**YOUR GOAL:** Every line in the entries that holds the word "grass" counts toward the answer, which should be a single number.

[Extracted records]
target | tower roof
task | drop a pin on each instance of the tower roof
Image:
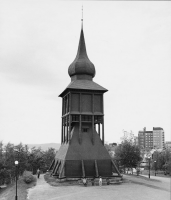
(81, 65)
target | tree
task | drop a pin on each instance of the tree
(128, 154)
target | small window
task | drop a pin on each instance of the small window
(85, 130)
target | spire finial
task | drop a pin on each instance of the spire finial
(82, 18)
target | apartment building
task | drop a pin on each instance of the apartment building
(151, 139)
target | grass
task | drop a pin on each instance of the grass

---

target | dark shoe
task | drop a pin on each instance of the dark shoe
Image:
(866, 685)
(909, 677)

* * *

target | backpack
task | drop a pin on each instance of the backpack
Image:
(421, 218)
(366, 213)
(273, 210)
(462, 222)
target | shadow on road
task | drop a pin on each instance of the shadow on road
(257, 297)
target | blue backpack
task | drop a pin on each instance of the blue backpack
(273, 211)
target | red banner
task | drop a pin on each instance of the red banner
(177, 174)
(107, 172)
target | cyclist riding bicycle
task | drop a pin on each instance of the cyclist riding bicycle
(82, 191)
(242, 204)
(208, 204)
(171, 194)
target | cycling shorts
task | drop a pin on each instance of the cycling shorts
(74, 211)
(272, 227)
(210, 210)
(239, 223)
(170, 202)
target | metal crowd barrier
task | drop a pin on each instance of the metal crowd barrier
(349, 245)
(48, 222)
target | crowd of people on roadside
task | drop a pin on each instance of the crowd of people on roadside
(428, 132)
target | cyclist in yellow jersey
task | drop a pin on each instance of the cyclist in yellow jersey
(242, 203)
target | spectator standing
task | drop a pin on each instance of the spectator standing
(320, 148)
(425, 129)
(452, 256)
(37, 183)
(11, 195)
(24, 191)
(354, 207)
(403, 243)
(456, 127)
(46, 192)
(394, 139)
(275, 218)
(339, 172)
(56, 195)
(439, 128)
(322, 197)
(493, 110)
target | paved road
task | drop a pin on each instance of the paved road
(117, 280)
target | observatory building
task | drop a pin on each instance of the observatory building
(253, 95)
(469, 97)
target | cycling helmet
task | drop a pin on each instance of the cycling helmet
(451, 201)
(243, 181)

**YOUR RESPONSE:** 2